* WHAT YOU ARE ASKED TO DO *
Repeat the lines below, switching every "wilted petal" to "withered petal" and leaving everything else as it is.

* MATERIAL PROVIDED *

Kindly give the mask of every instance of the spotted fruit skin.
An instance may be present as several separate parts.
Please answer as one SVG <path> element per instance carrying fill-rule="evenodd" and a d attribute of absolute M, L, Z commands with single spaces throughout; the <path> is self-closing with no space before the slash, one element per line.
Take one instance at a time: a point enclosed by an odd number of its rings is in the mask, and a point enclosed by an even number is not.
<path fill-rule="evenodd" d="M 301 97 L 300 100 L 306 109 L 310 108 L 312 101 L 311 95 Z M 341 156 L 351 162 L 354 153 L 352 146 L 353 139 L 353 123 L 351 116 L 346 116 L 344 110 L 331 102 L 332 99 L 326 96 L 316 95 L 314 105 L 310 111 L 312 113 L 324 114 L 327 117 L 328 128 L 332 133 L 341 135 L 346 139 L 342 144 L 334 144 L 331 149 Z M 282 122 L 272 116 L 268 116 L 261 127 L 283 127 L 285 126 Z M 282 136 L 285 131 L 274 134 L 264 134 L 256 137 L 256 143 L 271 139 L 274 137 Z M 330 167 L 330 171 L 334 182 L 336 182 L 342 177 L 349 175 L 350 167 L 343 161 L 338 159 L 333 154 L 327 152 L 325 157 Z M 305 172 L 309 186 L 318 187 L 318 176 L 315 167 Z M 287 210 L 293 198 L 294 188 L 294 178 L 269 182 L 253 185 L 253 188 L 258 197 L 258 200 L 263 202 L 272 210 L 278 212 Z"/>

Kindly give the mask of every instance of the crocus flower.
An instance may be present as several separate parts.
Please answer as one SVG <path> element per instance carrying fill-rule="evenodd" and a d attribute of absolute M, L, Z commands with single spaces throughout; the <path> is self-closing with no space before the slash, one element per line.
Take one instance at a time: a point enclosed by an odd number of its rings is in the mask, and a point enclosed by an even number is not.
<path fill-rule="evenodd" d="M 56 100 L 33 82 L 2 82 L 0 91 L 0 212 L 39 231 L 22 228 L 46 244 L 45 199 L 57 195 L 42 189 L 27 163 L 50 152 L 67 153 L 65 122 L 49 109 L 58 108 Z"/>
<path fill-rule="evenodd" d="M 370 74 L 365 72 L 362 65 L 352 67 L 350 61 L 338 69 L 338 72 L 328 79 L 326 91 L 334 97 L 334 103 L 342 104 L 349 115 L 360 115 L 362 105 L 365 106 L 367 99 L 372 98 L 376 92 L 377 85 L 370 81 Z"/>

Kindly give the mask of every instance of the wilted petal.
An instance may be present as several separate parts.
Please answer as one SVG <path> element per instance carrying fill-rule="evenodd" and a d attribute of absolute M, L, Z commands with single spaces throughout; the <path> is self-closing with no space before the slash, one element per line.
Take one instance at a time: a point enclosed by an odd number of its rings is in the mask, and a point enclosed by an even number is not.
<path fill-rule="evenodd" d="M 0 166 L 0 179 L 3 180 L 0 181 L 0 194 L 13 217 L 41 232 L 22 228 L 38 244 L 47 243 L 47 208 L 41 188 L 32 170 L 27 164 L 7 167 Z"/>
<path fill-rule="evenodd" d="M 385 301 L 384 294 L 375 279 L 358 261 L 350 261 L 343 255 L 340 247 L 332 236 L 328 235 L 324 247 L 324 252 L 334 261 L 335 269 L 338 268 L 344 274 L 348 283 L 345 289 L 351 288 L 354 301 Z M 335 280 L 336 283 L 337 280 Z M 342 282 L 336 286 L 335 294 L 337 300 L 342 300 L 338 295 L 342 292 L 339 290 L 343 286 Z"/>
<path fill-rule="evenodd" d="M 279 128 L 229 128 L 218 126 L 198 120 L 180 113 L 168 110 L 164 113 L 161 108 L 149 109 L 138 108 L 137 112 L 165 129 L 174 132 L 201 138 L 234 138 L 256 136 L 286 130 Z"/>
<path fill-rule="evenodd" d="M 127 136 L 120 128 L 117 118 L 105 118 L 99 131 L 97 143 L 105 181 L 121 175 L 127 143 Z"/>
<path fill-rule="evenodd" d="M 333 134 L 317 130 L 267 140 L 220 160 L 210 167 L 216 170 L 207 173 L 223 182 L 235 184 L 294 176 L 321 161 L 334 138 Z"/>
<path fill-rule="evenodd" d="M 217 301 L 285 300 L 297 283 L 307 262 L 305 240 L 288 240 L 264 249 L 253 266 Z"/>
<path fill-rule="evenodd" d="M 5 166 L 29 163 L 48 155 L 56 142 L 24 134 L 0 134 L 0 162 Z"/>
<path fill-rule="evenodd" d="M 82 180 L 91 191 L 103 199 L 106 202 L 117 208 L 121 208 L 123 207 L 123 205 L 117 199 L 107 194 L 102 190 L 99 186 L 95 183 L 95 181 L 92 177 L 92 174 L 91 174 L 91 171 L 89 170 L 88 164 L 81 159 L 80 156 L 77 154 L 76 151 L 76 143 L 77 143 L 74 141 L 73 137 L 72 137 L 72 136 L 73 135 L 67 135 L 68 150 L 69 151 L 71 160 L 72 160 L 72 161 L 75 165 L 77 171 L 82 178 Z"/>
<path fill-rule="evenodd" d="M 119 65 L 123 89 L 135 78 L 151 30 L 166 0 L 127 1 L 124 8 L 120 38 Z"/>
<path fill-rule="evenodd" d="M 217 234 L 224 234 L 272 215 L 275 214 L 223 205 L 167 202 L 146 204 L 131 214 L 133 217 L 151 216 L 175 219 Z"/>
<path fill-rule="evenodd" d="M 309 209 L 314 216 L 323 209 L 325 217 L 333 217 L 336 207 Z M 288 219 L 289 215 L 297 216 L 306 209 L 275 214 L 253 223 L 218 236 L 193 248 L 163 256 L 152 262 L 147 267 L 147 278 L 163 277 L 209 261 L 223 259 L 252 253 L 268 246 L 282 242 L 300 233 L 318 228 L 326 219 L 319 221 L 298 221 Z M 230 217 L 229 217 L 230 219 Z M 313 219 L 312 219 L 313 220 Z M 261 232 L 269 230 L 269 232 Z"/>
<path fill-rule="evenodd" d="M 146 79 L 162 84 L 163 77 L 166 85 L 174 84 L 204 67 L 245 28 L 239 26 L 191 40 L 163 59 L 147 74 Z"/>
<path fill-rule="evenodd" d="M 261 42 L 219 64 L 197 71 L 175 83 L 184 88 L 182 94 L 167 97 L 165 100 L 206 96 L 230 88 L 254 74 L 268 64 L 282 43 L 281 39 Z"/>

* OUTPUT FOR THIS TASK *
Kindly give the mask of every instance of the spotted fruit skin.
An instance may be present as several separate parts.
Please answer as one SVG <path> element per instance carrying fill-rule="evenodd" and a d attribute of absolute M, L, Z commands with single spaces throughout; the <path> is self-closing with no space before the slash, one element per line.
Take one instance at a time: a point enclosed by an odd number of its rings is in the mask, and a point enclosed by an even number is not.
<path fill-rule="evenodd" d="M 301 97 L 300 100 L 306 109 L 310 108 L 312 101 L 311 95 Z M 341 156 L 351 162 L 354 153 L 352 146 L 353 139 L 353 123 L 351 116 L 346 116 L 344 110 L 331 102 L 332 99 L 326 96 L 316 95 L 314 105 L 310 111 L 312 113 L 324 114 L 327 117 L 328 128 L 332 133 L 341 135 L 346 139 L 342 144 L 334 144 L 331 149 Z M 282 122 L 272 116 L 268 116 L 261 127 L 283 127 L 285 126 Z M 282 136 L 285 131 L 274 134 L 264 134 L 256 137 L 256 143 L 271 139 L 274 137 Z M 330 167 L 330 171 L 334 182 L 336 182 L 342 177 L 349 175 L 350 167 L 343 161 L 338 159 L 333 154 L 327 152 L 325 157 Z M 305 172 L 309 186 L 318 187 L 318 176 L 315 167 Z M 287 210 L 293 198 L 294 188 L 294 178 L 269 182 L 253 185 L 253 188 L 258 197 L 258 200 L 263 202 L 272 210 L 278 212 Z"/>

Kindly give the mask of every instance of the crocus flower.
An instance may be present as several separate parts.
Please answer as one SVG <path> element per instance carrying fill-rule="evenodd" and a d attribute of absolute M, L, Z commands with single spaces throughout; the <path> is self-closing with no space before the slash, one element per line.
Take one instance at a time: a point enclosed by an odd number of its rings is in the mask, and a point enclosed by an even number is not.
<path fill-rule="evenodd" d="M 56 100 L 33 82 L 2 82 L 0 91 L 0 212 L 39 231 L 22 228 L 46 244 L 45 199 L 57 195 L 42 189 L 27 163 L 50 152 L 67 153 L 65 122 L 49 109 L 58 108 Z"/>
<path fill-rule="evenodd" d="M 370 74 L 365 72 L 362 65 L 352 67 L 350 61 L 338 69 L 338 72 L 328 79 L 326 91 L 334 97 L 334 103 L 342 104 L 349 115 L 360 115 L 362 105 L 365 106 L 367 99 L 372 98 L 376 92 L 377 85 L 370 81 Z"/>

Kindly give the mask of every instance of the withered petal.
An instance may be present as several separate parts.
Please answer as one SVG <path> element per instance carrying fill-rule="evenodd" and a d attribute of absolute M, L, Z commands with single spaces throughout; the <path> is self-closing with no space before the slash, one element per line.
Take one instance at a time: a point enclosed by an odd number of its rings is in the mask, and a point enclosed by an even number is not.
<path fill-rule="evenodd" d="M 0 166 L 0 179 L 3 180 L 0 181 L 0 194 L 13 217 L 41 232 L 22 228 L 38 244 L 47 243 L 47 208 L 41 188 L 32 170 L 27 164 L 7 167 Z"/>
<path fill-rule="evenodd" d="M 385 301 L 384 294 L 375 279 L 358 261 L 350 261 L 343 255 L 340 247 L 332 236 L 328 235 L 324 247 L 324 252 L 334 261 L 335 269 L 338 268 L 344 274 L 348 283 L 345 289 L 351 288 L 354 301 Z M 335 280 L 336 283 L 337 280 Z M 342 282 L 336 286 L 335 294 L 337 300 L 342 300 L 338 295 L 342 292 L 339 290 L 343 286 Z"/>
<path fill-rule="evenodd" d="M 279 128 L 229 128 L 218 126 L 198 120 L 180 113 L 168 110 L 164 113 L 161 108 L 149 109 L 138 108 L 137 112 L 165 129 L 174 132 L 201 138 L 234 138 L 256 136 L 286 130 Z"/>
<path fill-rule="evenodd" d="M 127 136 L 120 128 L 117 118 L 105 118 L 99 131 L 97 143 L 105 181 L 121 175 L 127 143 Z"/>
<path fill-rule="evenodd" d="M 333 134 L 317 130 L 267 140 L 220 160 L 210 167 L 216 170 L 207 173 L 223 182 L 235 184 L 294 176 L 321 161 L 334 138 Z"/>
<path fill-rule="evenodd" d="M 217 301 L 285 300 L 297 283 L 307 262 L 305 240 L 288 240 L 264 249 L 253 266 Z"/>
<path fill-rule="evenodd" d="M 5 166 L 29 163 L 48 155 L 56 142 L 24 134 L 0 134 L 0 162 Z"/>
<path fill-rule="evenodd" d="M 82 180 L 91 191 L 103 199 L 106 202 L 117 208 L 121 208 L 123 207 L 123 205 L 117 199 L 107 194 L 102 190 L 99 186 L 95 183 L 95 181 L 92 177 L 92 174 L 91 174 L 91 171 L 89 170 L 88 164 L 81 159 L 80 156 L 77 154 L 76 151 L 76 143 L 77 143 L 74 141 L 73 137 L 72 137 L 72 136 L 73 135 L 67 135 L 68 150 L 69 151 L 71 160 L 72 160 L 72 161 L 75 165 L 77 171 L 82 178 Z"/>
<path fill-rule="evenodd" d="M 119 65 L 123 89 L 135 78 L 151 30 L 166 0 L 127 1 L 124 8 L 120 38 Z"/>
<path fill-rule="evenodd" d="M 217 234 L 224 234 L 272 215 L 275 214 L 223 205 L 167 202 L 146 204 L 131 214 L 133 217 L 151 216 L 175 219 Z"/>
<path fill-rule="evenodd" d="M 309 209 L 314 216 L 323 209 L 325 217 L 333 217 L 336 207 Z M 288 219 L 289 215 L 297 216 L 306 209 L 275 214 L 253 223 L 218 236 L 193 248 L 163 256 L 152 262 L 147 267 L 147 278 L 163 277 L 209 261 L 223 259 L 252 253 L 268 246 L 282 242 L 300 233 L 318 228 L 326 219 L 319 221 L 298 221 Z M 230 217 L 229 217 L 230 219 Z M 313 219 L 312 219 L 313 220 Z M 261 232 L 269 230 L 269 232 Z"/>
<path fill-rule="evenodd" d="M 146 79 L 162 84 L 163 77 L 166 85 L 174 84 L 204 67 L 245 28 L 239 26 L 191 40 L 163 59 L 147 74 Z"/>
<path fill-rule="evenodd" d="M 261 42 L 219 64 L 197 71 L 175 83 L 184 88 L 182 94 L 167 97 L 165 100 L 206 96 L 230 88 L 254 74 L 268 64 L 282 43 L 281 39 Z"/>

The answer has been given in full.